**OBJECTIVE**
Gather every line of the records below that contains the string "help", matching case exactly, and copy each one out in full.

-- start --

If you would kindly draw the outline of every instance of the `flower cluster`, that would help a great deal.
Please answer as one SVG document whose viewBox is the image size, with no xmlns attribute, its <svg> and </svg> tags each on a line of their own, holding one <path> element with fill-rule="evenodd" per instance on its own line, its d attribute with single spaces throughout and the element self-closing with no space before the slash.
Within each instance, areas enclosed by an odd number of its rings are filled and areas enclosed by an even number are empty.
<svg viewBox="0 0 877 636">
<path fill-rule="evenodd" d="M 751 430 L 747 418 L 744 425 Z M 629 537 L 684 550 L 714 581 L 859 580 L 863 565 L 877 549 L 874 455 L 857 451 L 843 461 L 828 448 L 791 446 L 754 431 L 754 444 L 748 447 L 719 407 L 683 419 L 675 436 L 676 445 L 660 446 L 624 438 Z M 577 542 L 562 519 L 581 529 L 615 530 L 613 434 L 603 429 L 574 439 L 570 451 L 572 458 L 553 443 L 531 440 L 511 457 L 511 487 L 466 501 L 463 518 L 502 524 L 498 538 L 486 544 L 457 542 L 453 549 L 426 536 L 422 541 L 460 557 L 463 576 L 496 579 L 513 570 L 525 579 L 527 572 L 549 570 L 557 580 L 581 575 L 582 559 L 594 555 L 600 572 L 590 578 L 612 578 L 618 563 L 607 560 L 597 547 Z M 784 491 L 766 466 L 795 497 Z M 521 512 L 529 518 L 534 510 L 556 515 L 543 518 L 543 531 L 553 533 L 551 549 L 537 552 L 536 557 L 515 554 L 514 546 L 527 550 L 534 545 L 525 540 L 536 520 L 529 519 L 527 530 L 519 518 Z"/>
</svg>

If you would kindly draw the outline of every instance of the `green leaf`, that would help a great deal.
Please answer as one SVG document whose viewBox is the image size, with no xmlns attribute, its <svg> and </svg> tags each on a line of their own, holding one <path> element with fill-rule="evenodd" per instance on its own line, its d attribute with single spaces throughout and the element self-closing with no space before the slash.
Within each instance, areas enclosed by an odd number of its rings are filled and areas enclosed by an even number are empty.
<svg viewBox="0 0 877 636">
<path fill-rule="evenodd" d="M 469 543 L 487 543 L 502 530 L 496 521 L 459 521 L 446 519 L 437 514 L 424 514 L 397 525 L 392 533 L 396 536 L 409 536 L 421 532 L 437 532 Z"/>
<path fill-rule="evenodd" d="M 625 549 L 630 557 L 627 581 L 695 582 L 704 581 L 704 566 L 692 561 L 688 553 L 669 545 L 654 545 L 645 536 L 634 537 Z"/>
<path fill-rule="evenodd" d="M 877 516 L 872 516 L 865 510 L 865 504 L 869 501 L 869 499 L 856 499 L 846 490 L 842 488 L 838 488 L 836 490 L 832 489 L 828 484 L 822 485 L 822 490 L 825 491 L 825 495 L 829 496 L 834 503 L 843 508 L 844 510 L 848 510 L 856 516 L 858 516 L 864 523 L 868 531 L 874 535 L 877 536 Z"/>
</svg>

-- end --

**RESPONSE TO THE EXERCISE**
If you would kindly draw the outline of every instance of the `flower cluster`, that would help a great deal.
If you would kindly draw the outline of every instance of the `green leaf`, that would help a great deal.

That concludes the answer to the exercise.